§ Source passage:
SHIFTING supply chains closer to home is not a sustainable strategy, despite calls for more onshore production amid the global disruption of the Covid-19 pandemic, Minister for Trade and Industry Chan Chun Sing said.
He was speaking to the press at the conclusion of the Regional Comprehensive Economic Partnership (RCEP) free trade agreement on Sunday.
The RCEP, a 15-member mega-trade pact, was successfully signed on the sidelines of the 37th Asean Summit, eight years and 46 negotiation meetings after its launch.
"It would be very unwise for us to try to recover from this pandemic in isolation, to overcome the challenges brought about by globalisation (and) digitalisation, in isolation," Mr Chan told a press conference, shortly after he signed the RCEP agreement in the presence of Prime Minister Lee Hsien Loong.
"I think no country would want to see themselves or (be) able to see themselves overcome all these challenges in isolation, so it's very important for us to work together and to continue to press on with the agenda of multilateralism."
Singapore's Ministry of Trade and Industry (MTI) described the RCEP as the base of "a modern, comprehensive, high-quality and mutually beneficial economic partnership" that builds on Asean's earlier deals with free trade agreement (FTA) partners.
The deal covers one-third of the world's economy and population, covering issues such as e-commerce, investment, and intellectual property and competition, and aims to eliminate tariff and non-tariff barriers on substantially all trade in goods within the bloc.
Under the RCEP, tariffs are being dropped for more than 92 per cent of goods traded in the bloc. More than 65 per cent of services industries - such as telecommunications, financial services and logistics - will be open to foreign participation.
"It will further broaden and deepen Singapore's economic linkages and connectivity with the region, open up opportunities and provide businesses with preferential access into growing markets," the MTI added.
The agreement will take effect once it has been ratified by six of the 10 Asean countries, as well as three of their five non-Asean trade partners.
"No, we don't have a firm timeline now, but we expect this to be done soonest, because I think all the countries involved have given the commitment to expedite their domestic processes," Mr Chan said. Singapore plans to ratify the RCEP in "the next few months".
The Republic's RCEP partners comprise its fellow Asean member states, as well as Australia, China, Japan, South Korea and New Zealand.
India pulled out of talks last year on disagreements over areas such as the movement of services professionals under the agreement, although the remaining participants stressed in a joint statement in June that "the RCEP remains open for India".
"We remain open to India's participation at a time when India is ready to rejoin the grouping," Mr Chan has now reiterated.
He added that, even without India, the RCEP is "still a very significant agreement" and "the largest FTA across the world".

§ Tasks to complete:
a) In the article on the RCEP trade pact, how many negotiation meetings took place before the agreement was signed?
b) Please extend the article on the RCEP trade pact with a few more sentences, starting after its last one.
The records have no connection to the text above.

Region descriptions in natural language
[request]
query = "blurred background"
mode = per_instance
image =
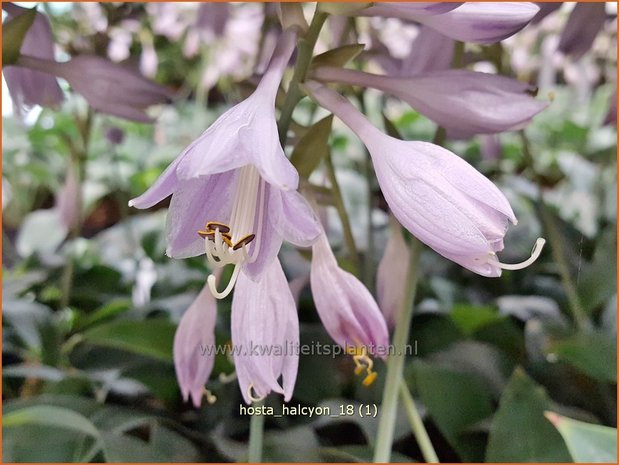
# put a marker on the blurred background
(90, 302)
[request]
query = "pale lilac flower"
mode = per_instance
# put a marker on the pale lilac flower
(469, 22)
(194, 342)
(436, 195)
(464, 102)
(107, 86)
(430, 51)
(585, 21)
(347, 309)
(392, 274)
(29, 87)
(265, 334)
(236, 178)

§ Answers for the exercise:
a) 46 negotiation meetings.

b)
"While India may not be in the RCEP at this point in time, it doesn't mean that the economic linkages between India and the RCEP countries are not in existence…
"Many of the firms that invest in this part of the world do not just serve the Chinese or the Asean market, but they serve the regional markets," Mr Chan told reporters.
Meanwhile, the Republic had earlier presented the RCEP and Trans-Pacific Partnership (TPP) as "mutually reinforcing pathways" to a free trade area in the Asia-Pacific.
The TPP would have brought members of the Asia-Pacific Economic Cooperation (Apec) bloc, including Singapore, into closer economic integration.
To a question on whether President-elect Joe Biden might return the US to the group's fold, Mr Chan said: "First, I think we'll need to let the US administration settle down. We'll be in close consultation with the US after they settle down."
The TPP had become the 11-country Comprehensive and Progressive Agreement for Trans-Pacific Partnership (CPTPP) after outgoing US President Donald Trump withdrew the United States from the deal shortly after taking office in 2017.
Mr Chan said in prepared remarks on Sunday: "At a time where support for multilateralism is fraying, the RCEP will send a clear statement of the region's unwavering support and commitment to the multilateral trading system.
"It will place the region as (sic) the forefront of the regional economic recovery and remain as an attractive and integrated investment destination during Covid and post-Covid."
Lauding "its leadership as a trusted and neutral group", Mr Chan also said that "Asean has played a critical role in this journey".
"Without the RCEP, it would have been much harder for some of us to do bilateral or trilateral trade deals," he added.
Earlier at the RCEP Summit meeting, PM Lee said that now begins the hard work of implementing the agreement and encouraging businesses to take full advantage of it.
"We have all made difficult trade-offs to advance the negotiations. And we will have to work hard to persuade our citizens that the RCEP will benefit them," said Mr Lee. "But I have no doubt that the RCEP is a plus for all of us, and will help stem the tide against globalisation and economic integration."